--- Start Stored data ---
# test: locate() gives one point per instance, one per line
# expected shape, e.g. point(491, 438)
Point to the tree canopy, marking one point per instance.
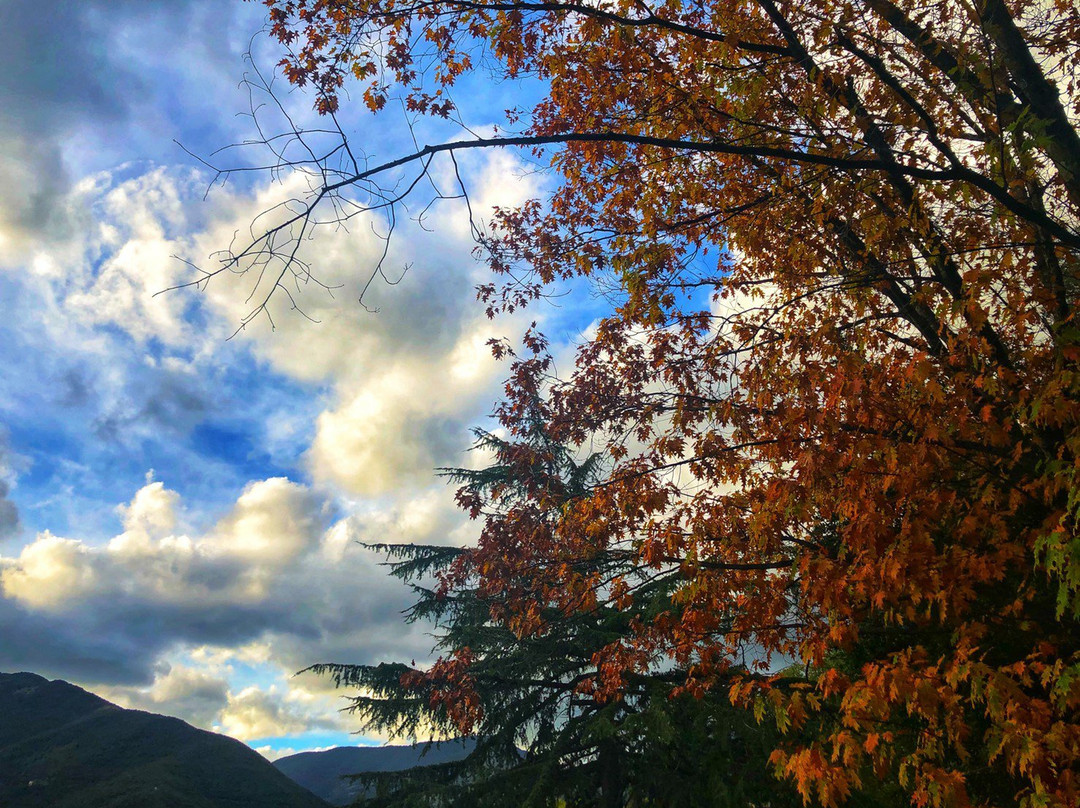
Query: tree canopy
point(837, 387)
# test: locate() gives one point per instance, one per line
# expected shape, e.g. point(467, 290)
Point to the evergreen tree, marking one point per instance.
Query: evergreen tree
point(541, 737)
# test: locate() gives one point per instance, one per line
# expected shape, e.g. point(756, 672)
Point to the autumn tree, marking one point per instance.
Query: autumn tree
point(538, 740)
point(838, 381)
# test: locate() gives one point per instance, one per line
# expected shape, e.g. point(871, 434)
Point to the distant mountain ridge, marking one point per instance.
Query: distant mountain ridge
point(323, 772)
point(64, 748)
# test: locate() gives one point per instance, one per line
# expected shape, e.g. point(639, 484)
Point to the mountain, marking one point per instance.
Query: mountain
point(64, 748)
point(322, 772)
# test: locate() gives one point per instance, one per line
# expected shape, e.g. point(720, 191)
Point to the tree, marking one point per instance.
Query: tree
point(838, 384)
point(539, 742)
--- End Stored data ---
--- Start Stored data ---
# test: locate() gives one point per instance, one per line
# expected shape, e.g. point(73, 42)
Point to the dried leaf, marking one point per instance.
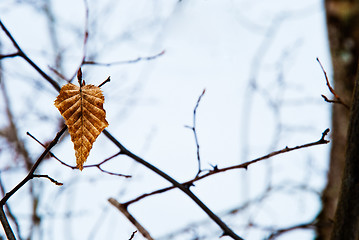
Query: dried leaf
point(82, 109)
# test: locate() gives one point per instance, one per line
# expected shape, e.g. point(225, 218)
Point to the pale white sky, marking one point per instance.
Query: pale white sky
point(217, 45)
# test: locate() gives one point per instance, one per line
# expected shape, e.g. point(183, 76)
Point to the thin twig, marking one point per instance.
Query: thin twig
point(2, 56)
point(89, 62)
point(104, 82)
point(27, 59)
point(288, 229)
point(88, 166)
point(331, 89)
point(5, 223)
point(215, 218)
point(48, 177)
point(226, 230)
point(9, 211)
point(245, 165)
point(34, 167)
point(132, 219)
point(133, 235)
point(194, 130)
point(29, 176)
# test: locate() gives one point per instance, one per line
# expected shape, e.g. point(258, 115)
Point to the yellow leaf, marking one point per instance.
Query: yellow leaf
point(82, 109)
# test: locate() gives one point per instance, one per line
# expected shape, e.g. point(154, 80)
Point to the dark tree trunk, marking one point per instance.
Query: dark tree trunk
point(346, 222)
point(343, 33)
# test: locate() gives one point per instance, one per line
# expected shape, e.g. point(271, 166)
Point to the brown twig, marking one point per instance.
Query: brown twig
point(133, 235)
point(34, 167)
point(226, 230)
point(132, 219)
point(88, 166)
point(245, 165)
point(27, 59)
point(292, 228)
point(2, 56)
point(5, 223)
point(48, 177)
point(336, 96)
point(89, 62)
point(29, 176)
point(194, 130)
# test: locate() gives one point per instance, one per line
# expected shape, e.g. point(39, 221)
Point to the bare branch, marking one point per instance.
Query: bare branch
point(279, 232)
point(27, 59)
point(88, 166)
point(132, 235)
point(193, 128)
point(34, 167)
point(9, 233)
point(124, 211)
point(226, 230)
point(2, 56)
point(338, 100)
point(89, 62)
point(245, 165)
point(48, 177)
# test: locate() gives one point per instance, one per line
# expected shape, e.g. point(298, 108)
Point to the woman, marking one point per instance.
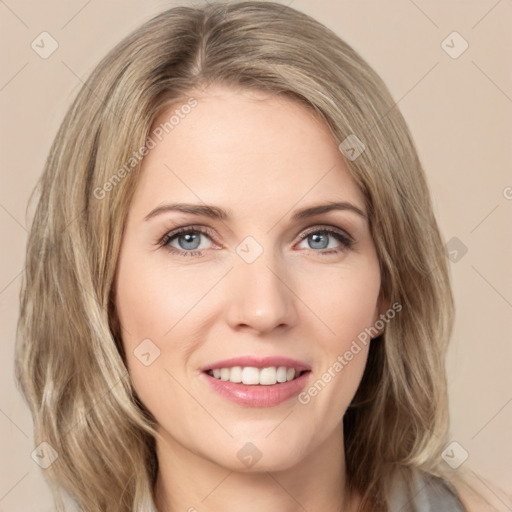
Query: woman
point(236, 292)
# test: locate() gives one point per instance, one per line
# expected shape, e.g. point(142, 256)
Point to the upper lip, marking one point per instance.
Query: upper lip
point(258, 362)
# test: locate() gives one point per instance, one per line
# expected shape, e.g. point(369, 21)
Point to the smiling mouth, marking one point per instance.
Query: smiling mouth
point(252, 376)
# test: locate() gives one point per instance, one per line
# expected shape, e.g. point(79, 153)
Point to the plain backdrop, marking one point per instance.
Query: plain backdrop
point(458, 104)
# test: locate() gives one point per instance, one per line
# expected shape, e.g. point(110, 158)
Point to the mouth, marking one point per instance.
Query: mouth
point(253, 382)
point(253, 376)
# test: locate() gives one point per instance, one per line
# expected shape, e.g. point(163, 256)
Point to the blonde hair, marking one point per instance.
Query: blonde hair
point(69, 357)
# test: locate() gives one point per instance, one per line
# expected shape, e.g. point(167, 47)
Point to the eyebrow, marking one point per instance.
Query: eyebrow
--- End Stored data ---
--- Start Stored data ---
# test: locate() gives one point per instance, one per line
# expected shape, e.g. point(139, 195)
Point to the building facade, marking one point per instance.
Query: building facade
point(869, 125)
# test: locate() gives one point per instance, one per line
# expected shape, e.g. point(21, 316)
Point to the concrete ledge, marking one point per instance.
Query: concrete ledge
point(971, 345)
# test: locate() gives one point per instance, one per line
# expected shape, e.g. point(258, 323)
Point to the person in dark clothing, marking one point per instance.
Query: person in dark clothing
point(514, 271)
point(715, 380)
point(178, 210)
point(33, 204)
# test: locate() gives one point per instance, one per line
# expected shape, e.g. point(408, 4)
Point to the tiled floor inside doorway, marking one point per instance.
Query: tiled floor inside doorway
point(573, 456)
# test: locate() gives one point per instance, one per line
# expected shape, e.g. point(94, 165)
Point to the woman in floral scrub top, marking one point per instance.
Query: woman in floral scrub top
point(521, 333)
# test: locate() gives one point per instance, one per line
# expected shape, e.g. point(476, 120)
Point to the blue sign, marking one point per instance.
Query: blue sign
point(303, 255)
--- End Stored data ---
→ Directive
Which lines of the material above contain the string "smiling"? Pick out each of them and copy it.

→ Complete response
Point to the smiling mouth, marking one point per instance.
Query: smiling mouth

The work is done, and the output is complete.